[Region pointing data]
• • • •
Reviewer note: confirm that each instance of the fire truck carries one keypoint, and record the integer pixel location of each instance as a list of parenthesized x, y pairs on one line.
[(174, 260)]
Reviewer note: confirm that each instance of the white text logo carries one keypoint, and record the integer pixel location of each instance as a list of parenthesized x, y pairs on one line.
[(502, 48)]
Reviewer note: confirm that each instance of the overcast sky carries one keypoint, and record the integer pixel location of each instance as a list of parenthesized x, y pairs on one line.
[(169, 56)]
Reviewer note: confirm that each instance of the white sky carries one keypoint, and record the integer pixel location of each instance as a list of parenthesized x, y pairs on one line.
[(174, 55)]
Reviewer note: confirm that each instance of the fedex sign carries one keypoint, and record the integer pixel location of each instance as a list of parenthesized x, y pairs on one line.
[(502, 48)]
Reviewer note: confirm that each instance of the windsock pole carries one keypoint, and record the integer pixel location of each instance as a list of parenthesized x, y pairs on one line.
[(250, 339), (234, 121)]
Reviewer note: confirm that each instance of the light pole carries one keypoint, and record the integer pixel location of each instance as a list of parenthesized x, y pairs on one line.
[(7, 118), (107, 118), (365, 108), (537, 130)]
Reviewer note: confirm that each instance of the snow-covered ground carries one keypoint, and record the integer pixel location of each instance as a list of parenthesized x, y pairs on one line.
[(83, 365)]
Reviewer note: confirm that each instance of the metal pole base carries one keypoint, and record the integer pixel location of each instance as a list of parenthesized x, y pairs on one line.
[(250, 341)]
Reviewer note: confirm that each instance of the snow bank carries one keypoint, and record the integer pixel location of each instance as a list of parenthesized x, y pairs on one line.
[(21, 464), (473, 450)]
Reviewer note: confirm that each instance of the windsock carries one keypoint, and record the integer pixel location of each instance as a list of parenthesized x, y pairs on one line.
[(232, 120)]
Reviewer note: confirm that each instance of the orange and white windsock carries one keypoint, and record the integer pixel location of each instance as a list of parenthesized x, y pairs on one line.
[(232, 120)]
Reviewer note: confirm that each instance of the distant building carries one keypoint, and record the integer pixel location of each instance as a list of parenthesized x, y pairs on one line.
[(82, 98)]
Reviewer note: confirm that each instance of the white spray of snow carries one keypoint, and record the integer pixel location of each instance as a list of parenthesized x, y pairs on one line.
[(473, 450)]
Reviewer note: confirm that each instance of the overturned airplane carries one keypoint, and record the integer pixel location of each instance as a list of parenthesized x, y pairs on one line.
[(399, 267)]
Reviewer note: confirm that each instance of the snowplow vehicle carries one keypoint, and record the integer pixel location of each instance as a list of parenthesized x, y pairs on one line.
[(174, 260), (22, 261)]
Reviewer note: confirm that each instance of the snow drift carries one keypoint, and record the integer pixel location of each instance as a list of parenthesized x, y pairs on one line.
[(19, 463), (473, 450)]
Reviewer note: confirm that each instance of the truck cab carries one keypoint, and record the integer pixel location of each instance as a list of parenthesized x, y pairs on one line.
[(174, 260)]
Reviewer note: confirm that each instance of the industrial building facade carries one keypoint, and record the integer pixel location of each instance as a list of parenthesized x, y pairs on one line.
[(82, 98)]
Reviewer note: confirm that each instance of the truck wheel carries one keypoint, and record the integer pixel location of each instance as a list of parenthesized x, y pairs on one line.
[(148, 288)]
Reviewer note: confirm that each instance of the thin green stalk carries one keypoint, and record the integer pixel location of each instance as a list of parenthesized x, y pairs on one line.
• • • •
_ABOUT THIS EXERCISE_: Each line above should be copied exactly, with no line missing.

_TASK OUTPUT_:
Reviewer note: confirm that each instance of the fire truck carries one keypoint, and record the integer pixel location of each instance as a list of parenthesized x, y pairs on one line.
[(174, 260)]
Reviewer note: confirm that each instance of the white text logo carries one keypoint, and record the integer pixel location of each instance as a list of parenthesized x, y pairs on one line.
[(502, 48)]
Reviewer note: confirm that each instance of the overcast sky carries one keypoint, and record the integer pixel location of each instance as a list of parenthesized x, y pairs on one line.
[(169, 56)]
Reviewer note: confirm that each instance of the white sky carries one keypoint, and record the integer pixel location of each instance as a list of parenthesized x, y pairs on one line.
[(174, 55)]
Reviewer note: confirm that each instance of the fedex sign carries one keypoint, and record the integer pixel location of each instance as a list of parenthesized x, y pairs on one line.
[(502, 48)]
Reviewer note: confirm that each instance of the windsock pole carries one keypoint, and record the integer pixel location of each instance as a list of parenthesized x, y pairs on one line.
[(250, 339), (234, 121)]
Reviewer note: confirm that each instance of the light pole carries one keypoint, and record the integer pixel location of each instance as a list of parenthesized x, y pairs on one line.
[(7, 118), (107, 118), (365, 108), (537, 130)]
Reviewer note: confirm that each instance of the snow-covered ground carries one keypoint, and record the integer pixel location of each instance as a list of parenthesized x, y pairs on one line.
[(83, 365)]
Reviewer note: confirm that each instance of the metal pole base carries one keypoint, and record the integer pixel location of each instance as a list of parenthesized x, y pairs on one line.
[(250, 341)]
Reviewer note: confirm that each instance of the snow bank carries one keypoint, and record the integer pixel location of each instance as a list of parenthesized x, y pairs on one line.
[(21, 464), (473, 450)]
Reviewer note: confirm that each instance of the windsock carries one keypoint, and record the integer pixel location of each instance as a list of parenthesized x, y pairs on one line.
[(232, 120)]
Reviewer note: confirm that each instance of the orange and white windsock carries one keypoint, and record the integer pixel location of each instance as a list of parenthesized x, y pairs on one line.
[(232, 120)]
Reviewer note: confirm that each instance of the distant building carries one keypoint, and record the integer pixel location of each instance as a list of parenthesized x, y pairs on one line.
[(82, 98)]
Reviewer note: confirm that each instance of the white spray of snow carries one keypoint, and record the integer pixel location of each instance as a list of parenthesized x, y pairs on one line.
[(473, 450)]
Reviewer note: confirm that each instance of the overturned airplane carries one keypoint, and record the integer pixel location of each instance as a list of parenthesized x, y pairs on one line.
[(399, 267)]
Reviewer note: confirm that each instance of the snowplow vehicle carries one keypoint, and record the integer pixel location of each instance as a list of parenthesized x, y pairs on one line.
[(174, 260), (22, 261)]
Reviewer note: confirm that each instance of the snow drift carries one keypoint, and record the integer pixel location of each instance as a list of parenthesized x, y pairs on one line.
[(19, 463), (473, 450)]
Reviewer note: confirm that each instance of the truck cab carries one keypoint, and record the integer pixel location of each instance as a list of parenthesized x, y pairs on one line.
[(174, 260)]
Reviewer note: confirm that each instance of the industrial building facade carries one keypoint, and record the integer pixel location of each instance as a list of parenthesized x, y pairs on one line.
[(82, 98)]
Reviewer note: confirm that each instance of the truck wheel carries one keypoint, and record the integer pixel location of each instance as a list of parenthesized x, y pairs on one line.
[(148, 288)]
Reviewer note: confirm that each instance of the thin green stalk carries one keypoint, and record the integer pixel location of each instance as a list of parenthesized x, y pairs on one line.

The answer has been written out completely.